TASK BRIEF:
Transcribe the stretch of entries below from the line with "Query: Where is the green stem?" through the line with "Query: Where is the purple flower?", exactly and with both ends included; leave out all other lines.

RECORDS SHOWN:

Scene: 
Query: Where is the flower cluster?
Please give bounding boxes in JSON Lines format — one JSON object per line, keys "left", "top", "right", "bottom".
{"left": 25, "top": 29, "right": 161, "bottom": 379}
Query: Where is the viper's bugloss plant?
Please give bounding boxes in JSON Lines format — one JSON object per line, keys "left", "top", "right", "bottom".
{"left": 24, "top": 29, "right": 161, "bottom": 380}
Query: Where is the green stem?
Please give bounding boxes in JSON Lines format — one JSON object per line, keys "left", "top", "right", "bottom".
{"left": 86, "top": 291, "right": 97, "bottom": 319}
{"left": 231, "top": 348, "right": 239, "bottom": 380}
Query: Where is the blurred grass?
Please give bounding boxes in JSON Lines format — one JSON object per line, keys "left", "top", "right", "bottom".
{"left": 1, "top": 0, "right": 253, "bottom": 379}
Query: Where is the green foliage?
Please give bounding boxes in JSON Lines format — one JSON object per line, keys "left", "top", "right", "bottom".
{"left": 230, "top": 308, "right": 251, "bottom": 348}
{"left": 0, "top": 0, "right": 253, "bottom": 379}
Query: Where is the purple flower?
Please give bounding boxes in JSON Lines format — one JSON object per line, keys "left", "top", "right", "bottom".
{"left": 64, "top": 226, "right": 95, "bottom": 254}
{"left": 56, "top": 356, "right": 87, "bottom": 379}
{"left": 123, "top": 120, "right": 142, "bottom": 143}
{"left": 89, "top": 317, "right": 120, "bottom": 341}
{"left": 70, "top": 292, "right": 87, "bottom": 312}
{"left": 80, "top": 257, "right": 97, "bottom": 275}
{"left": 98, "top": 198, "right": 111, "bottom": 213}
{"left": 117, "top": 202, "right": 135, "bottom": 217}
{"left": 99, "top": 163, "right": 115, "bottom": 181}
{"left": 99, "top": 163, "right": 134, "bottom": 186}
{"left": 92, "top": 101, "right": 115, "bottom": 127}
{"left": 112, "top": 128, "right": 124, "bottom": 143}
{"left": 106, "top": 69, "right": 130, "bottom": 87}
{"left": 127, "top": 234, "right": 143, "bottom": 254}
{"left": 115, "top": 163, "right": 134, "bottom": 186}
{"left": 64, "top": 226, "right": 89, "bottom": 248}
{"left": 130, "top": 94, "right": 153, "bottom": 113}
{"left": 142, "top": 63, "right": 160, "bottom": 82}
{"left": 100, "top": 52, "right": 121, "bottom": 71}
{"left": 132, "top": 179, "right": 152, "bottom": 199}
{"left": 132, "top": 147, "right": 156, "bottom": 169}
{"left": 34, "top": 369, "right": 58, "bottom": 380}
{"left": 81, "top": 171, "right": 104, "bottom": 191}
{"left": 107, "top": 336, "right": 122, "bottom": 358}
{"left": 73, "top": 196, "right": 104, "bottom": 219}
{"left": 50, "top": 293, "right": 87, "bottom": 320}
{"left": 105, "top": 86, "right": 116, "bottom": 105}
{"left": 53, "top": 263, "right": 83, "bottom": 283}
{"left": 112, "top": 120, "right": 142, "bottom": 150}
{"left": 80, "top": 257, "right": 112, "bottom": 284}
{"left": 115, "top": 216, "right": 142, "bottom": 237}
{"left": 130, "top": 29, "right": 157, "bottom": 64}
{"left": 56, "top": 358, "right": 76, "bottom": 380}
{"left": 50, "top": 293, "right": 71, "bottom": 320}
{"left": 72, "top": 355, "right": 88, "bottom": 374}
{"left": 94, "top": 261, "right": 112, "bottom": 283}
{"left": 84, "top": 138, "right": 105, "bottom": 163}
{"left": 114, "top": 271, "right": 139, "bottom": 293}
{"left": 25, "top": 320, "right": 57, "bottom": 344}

TASK RESPONSE:
Query: Where is the green stem?
Please give bounding boxes in JSON Lines format — one JSON object per line, keys "left", "top", "right", "bottom".
{"left": 86, "top": 291, "right": 97, "bottom": 319}
{"left": 231, "top": 348, "right": 239, "bottom": 380}
Query: Where is the blurred grass?
Please give bounding boxes in JSON Lines format — one JSON object per line, keys "left", "top", "right", "bottom".
{"left": 1, "top": 0, "right": 253, "bottom": 379}
Query: Where is the green foliage?
Please give bounding boxes in JSON Lines format — one JSON object per line, keys "left", "top", "right", "bottom".
{"left": 230, "top": 308, "right": 251, "bottom": 348}
{"left": 0, "top": 0, "right": 253, "bottom": 379}
Query: Where is the purple flower?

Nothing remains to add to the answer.